→ **Stated problem**
Copy down, without any change, the stretch of lines below from the line containing "Find the **white" through the line containing "Please outline every instance of the **white", including both of those lines.

(Boundary annotation records)
══════════════════════════════

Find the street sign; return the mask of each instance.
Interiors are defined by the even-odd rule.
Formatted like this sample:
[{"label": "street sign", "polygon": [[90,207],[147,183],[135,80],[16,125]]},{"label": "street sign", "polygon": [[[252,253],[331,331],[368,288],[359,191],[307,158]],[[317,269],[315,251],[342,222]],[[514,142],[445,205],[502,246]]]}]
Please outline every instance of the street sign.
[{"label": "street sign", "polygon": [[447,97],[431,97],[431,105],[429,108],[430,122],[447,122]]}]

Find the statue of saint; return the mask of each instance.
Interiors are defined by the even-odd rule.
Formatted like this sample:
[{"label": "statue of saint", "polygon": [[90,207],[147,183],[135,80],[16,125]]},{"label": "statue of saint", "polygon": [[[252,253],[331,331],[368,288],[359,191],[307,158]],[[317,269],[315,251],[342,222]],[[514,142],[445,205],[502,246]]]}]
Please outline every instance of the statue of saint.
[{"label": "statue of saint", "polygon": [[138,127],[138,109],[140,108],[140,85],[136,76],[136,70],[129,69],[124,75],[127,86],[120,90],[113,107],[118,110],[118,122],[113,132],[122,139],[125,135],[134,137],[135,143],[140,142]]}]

══════════════════════════════

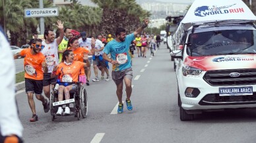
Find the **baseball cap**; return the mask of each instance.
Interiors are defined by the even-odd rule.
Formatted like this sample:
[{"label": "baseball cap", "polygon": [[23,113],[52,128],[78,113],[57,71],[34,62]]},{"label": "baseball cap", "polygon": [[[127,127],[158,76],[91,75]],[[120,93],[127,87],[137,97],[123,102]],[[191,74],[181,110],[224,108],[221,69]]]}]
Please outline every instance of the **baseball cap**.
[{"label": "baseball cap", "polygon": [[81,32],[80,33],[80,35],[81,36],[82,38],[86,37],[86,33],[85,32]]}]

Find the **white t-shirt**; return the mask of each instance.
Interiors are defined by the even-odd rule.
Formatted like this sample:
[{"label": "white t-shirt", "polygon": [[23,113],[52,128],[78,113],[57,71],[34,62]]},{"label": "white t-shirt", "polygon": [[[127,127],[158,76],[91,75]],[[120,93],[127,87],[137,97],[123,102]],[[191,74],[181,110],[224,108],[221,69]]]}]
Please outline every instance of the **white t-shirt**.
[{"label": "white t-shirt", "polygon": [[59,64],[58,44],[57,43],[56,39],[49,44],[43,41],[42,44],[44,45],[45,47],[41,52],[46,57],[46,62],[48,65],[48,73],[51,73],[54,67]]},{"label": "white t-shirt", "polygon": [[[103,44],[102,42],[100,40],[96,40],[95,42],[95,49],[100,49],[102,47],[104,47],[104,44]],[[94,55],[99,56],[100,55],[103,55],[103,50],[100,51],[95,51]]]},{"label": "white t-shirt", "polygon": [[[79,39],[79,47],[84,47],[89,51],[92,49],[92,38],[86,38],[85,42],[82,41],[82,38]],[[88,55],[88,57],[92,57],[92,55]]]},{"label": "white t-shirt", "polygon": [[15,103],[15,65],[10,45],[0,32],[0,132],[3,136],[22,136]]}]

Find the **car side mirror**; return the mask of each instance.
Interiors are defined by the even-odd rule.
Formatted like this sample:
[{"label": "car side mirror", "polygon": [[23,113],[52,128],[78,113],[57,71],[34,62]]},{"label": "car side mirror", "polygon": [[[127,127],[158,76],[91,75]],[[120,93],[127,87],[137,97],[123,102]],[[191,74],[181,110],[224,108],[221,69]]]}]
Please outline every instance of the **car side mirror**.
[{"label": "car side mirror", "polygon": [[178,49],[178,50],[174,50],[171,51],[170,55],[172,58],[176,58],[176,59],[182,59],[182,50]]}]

══════════════════════════════

→ **Output**
Find the **white t-shirt**; return the mask of each instance.
Interiors are defined by the even-odd rule.
Formatted like this sample:
[{"label": "white t-shirt", "polygon": [[23,113],[52,128],[78,113],[57,71],[34,62]]},{"label": "white t-shirt", "polygon": [[[127,127],[158,76],[91,75]],[[120,93],[127,87],[137,97],[123,102]],[[191,74],[181,110],[224,108],[221,69]]]}]
Please outline every instance of the **white t-shirt**.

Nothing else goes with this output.